Это то, что Гегель называл диалектическим совпадением противоположностей: однообразие как ярчайшая индивидуальность; повторение, требующее высочайшего творческого усилия… Разве таким образом Честертон не предлагает нам ключ к разгадке странного ацтекского обряда человеческих жертвоприношений, совершаемого для того, чтобы назавтра вновь встало солнце? Такой подход становится понятным, когда нам удается осознать бесконечное усилие, требуемое для поддержания этой бесконечной повторяемости. Возможно, относительно чуда непрерывного повторения решающее значение имеет тот факт, что, говоря о нем, Честертон непреднамеренно использует слово «боги»8: разве такой подход к неустанному повторению не как к слепому автоматизму, но как к чуду высшего усилия волн не является в глубине своей языческим? Пусть на ином уровне, но то же наблюдение было сделано много лет назад смышлеными марксистами: при «естественном» ходе событий все меняется, поэтому истинную сложность представляет не объяснение социальных перемен, но, напротив. стабильность и постоянство. Не почему рушился социальный порядок, а каким образом ему удавалось восстановить стабильность и выживать среди всеобщего хаоса и изменчивости? Например, каким образом христианству, гегемонистской идеологии Средневековья, удалось пережить подъем капитализма? И разве это не верно по отношению к антисемитизму? Его существовании на протяжении столь различных общественных формаций и способов производства — при феодализме, капитализме, социализме — вот настоящая тайна, которая нуждается в объяснении.

▶ [СУТЬ ЗАДАНИЯ]:
Ответьте по отрывку на три вопроса:
1. Как Гегель называл то, о чем идет речь в начале отрывка?
2. Ради чего совершался ацтекский обряд человеческих жертвоприношений?
3. Какие общественные формации перечислены в связи с антисемитизмом?
Список ниже не связан с отрывком и представляет собой отдельный материал.

▶ [ИСХОДНЫЕ ДАННЫЕ]:
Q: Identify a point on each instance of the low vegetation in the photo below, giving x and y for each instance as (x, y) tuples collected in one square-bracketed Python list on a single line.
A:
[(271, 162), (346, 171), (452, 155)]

▶ [ПРАВИЛЬНЫЙ ОТВЕТ]:
1. Диалектическим совпадением противоположностей.
2. Чтобы назавтра вновь встало солнце.
3. Феодализм, капитализм и социализм.